**TEXTAUSZUG:**
▼▼▼
Zu Zeiten, in denen die CSU in Bayern regelmäßig satte absolute Mehrheiten einfuhr, entwickelten die Funktionsträger dieser Partei eine selbstgefällige Arroganz, die oft in rein autoritäres Verhalten abglitt. Das CSU-Motto lautete: Wir sind gewählt, also haben wir recht. Ein CSU-Minister macht keine Fehler.
Übriggebliebene Repräsentanten dieser Haltung sind Dobrindt und Scheuer, der seine diversen Desaster bei der „Ausländermaut“ mit fassungslos machender Penetranz verteidigt.
In Bayern schien man eine Zeitlang Hoffnung haben zu dürfen, dass sich die CSU zu einer normalen politischen Partei entwickelt. Ministerpräsident Söder nahm mehrmals (obwohl’s ihm natürlich keiner geglaubt hat) das Wort „Demut“ in den Mund (bevor er bei seinen Pressekonferenzen seine Minister neben sich wie Schulbuben Aufstellung nehmen und meist kaum zu Wort kommen ließ).
Ob es die neuen Umfrageergebnisse sind oder die zu Tage tretende Hilflosigkeit angesichts der Pandemie, die den alten Politikertypus bei der CSU und den mitregierenden Freien Wählern, die ja immer noch ein bisschen bayerischer sein wollen als die CSU, wieder hervortreten lassen, ist unklar.
Zwei Beispiele: Trotz längst bekannter Schwächen setzt Schulminister Piazolo weiter auf die hauseigene Lernplattform „Mebis“, verspricht sie zu ertüchtigen und lässt sich allerlei Schabernack einfallen, um sie nutzbar erscheinen zu lassen. Als sich Klagen und Kritik häufen, erklärt er lapidar, die Schulen müssten Mebis ja nicht nutzen, schließlich gäbe es auch andere Plattformen.
Dass sich die Ex-Gesundheitsministerin Huml gegen Kritik und Häme zu wehren verstünde, nachdem sie für den Impfstofftransport im großen Stil Camping-Kühlboxen anschaffen ließ, traute man ihr offensichtlich nicht zu. Schnell wurde sie ausgewechselt gegen einen Mann, der nach Angaben von Parteifreunden ein „Macher“ sei – eine Bezeichnung für einen CSU-Politiker zum Gänsehautkriegen. Prompt ging der neue Macher in die Offensive.
▲▲▲
**VORLIEGENDES MATERIAL:**
▼▼▼
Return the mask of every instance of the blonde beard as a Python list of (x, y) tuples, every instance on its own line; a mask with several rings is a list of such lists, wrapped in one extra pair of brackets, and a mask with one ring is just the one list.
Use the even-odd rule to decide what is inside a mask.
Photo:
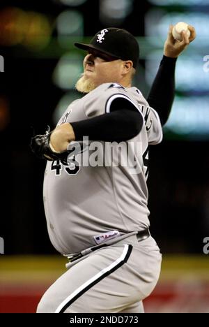
[(89, 93), (95, 89), (95, 85), (89, 79), (85, 78), (84, 74), (82, 75), (81, 78), (79, 79), (75, 85), (75, 88), (79, 92)]

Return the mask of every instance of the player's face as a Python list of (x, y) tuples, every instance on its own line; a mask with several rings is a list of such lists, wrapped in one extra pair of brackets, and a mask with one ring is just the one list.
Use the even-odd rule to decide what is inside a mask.
[(123, 61), (92, 50), (84, 60), (84, 78), (95, 87), (103, 83), (120, 83), (122, 78)]

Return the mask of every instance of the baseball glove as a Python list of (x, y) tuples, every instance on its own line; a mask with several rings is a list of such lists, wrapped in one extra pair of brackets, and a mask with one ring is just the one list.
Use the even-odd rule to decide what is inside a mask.
[(40, 159), (47, 159), (49, 161), (56, 160), (66, 161), (68, 152), (54, 152), (49, 145), (50, 142), (50, 127), (48, 126), (47, 130), (43, 135), (36, 135), (31, 138), (30, 147), (32, 152)]

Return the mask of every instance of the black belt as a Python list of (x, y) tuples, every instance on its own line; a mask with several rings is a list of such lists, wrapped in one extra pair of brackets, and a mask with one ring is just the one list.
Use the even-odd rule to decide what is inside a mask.
[[(146, 228), (146, 229), (143, 229), (143, 231), (138, 231), (137, 234), (134, 234), (134, 235), (136, 235), (138, 242), (141, 242), (148, 238), (150, 235), (150, 233), (149, 228)], [(103, 244), (100, 244), (100, 245), (95, 245), (94, 247), (86, 249), (85, 250), (82, 251), (81, 252), (75, 253), (72, 255), (69, 255), (66, 256), (68, 256), (68, 259), (70, 262), (73, 262), (75, 260), (77, 260), (78, 259), (86, 256), (86, 254), (93, 252), (94, 251), (101, 249), (102, 247), (108, 247), (108, 246), (109, 246), (109, 243), (108, 244), (103, 243)]]
[(138, 242), (141, 242), (150, 236), (150, 233), (149, 228), (143, 229), (143, 231), (140, 231), (137, 234), (137, 238)]

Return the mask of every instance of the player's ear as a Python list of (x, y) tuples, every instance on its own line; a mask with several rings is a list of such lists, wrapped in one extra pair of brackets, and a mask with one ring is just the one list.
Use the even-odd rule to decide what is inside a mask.
[(133, 68), (133, 63), (131, 60), (127, 60), (126, 61), (123, 61), (123, 70), (124, 72), (127, 73), (129, 73)]

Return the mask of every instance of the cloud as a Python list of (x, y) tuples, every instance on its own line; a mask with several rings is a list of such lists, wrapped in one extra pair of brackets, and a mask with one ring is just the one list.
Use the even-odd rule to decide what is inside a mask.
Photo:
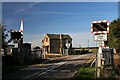
[(13, 14), (16, 15), (16, 14), (20, 14), (20, 13), (26, 13), (31, 8), (35, 7), (38, 4), (39, 4), (39, 2), (29, 2), (24, 7), (19, 7), (19, 9), (17, 9)]

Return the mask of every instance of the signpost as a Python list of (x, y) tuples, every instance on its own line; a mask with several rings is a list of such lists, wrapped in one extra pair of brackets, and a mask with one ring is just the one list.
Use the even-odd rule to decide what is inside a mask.
[(96, 57), (96, 77), (100, 77), (101, 60), (102, 60), (102, 47), (105, 46), (104, 41), (107, 41), (107, 33), (109, 33), (109, 21), (93, 21), (91, 23), (91, 33), (94, 34), (94, 40), (99, 47)]
[(67, 47), (67, 55), (68, 55), (68, 51), (69, 51), (69, 48), (70, 48), (70, 43), (68, 42), (68, 40), (66, 40), (66, 47)]

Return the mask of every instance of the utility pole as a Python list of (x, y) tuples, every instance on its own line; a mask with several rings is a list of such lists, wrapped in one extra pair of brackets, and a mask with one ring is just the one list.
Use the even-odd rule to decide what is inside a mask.
[(62, 34), (60, 34), (60, 54), (61, 53), (62, 53)]
[(89, 51), (89, 39), (88, 39), (88, 51)]
[(109, 21), (93, 21), (91, 24), (91, 33), (94, 34), (94, 39), (97, 41), (98, 53), (96, 57), (96, 78), (100, 78), (102, 69), (101, 61), (103, 57), (102, 48), (105, 46), (104, 41), (107, 41), (107, 34), (109, 33)]

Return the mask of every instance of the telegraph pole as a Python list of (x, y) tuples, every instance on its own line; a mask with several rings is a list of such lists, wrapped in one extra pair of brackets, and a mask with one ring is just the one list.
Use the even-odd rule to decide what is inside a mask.
[(91, 24), (91, 33), (94, 34), (94, 39), (97, 41), (98, 52), (96, 57), (96, 78), (100, 78), (101, 61), (102, 61), (102, 48), (104, 41), (107, 41), (107, 33), (109, 33), (109, 21), (93, 21)]
[(60, 54), (62, 53), (62, 34), (60, 34)]

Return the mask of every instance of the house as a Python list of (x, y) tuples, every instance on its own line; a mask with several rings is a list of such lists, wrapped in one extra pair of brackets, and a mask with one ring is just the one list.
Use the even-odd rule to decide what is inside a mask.
[(72, 48), (72, 38), (66, 34), (46, 34), (42, 40), (46, 53), (62, 54), (68, 48)]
▲▲▲
**AUFGABEN:**
A. Stimmen diese Aussagen mit dem Text über die CSU überein? Antworten Sie jeweils mit Ja oder Nein und zitieren Sie die entscheidenden Worte aus dem Text. (i) Als Motto der CSU wird genannt, dass man gewählt sei und darum recht habe. (ii) Piazolo erklärte, die Schulen müssten Mebis nutzen. (iii) Huml ließ für den Impfstofftransport Camping-Kühlboxen anschaffen.
B. Führen Sie den Text über die CSU nach seinem letzten Satz weiter.
Die Einträge haben nichts mit dem Text über die CSU zu tun.

**LÖSUNGEN:**
A.
(i) Ja: „Das CSU-Motto lautete: Wir sind gewählt, also haben wir recht.“
(ii) Nein: „die Schulen müssten Mebis ja nicht nutzen, schließlich gäbe es auch andere Plattformen“
(iii) Ja: „nachdem sie für den Impfstofftransport im großen Stil Camping-Kühlboxen anschaffen ließ“

B.
Obwohl einer der weltweit führenden Hersteller von geeigneten Kühlboxen in Bayern produziert, seine Boxen in alle Welt verkauft und dem Gesundheitsministerium zertifizierte Medikamenten-Boxen günstiger als die Camping-Kühler anbot,
obwohl dieser Hersteller deutlich vor dem Einsatz der Huml-Boxen warnt und, nachdem aus vermutlich sehr CSU-spezifischen Gründen die bayerische Regierung bei ihm nicht einkaufen will, sogar das geeignete Produkt eines direkten Konkurrenten empfiehlt,
obwohl der Hersteller der Huml-Boxen selbst erklärt, die bestellten Geräte seien nicht für den Transport von Medikamenten gedacht (weil eher für das Feierabendbier), und er dem Ministerium aus seiner Firma geeignete Boxen angeboten habe, die Huml aber nicht wollte,
obwohl beim Transport mit diesen Boxen rund 1000 Impfdosen vernichtet wurden (nicht durch einen Mangel der Boxen, sondern durch eine unsachgemäße Handhabung eines beigelegten Temperaturkontrollgeräts, wie das Ministerium souverän erklärte)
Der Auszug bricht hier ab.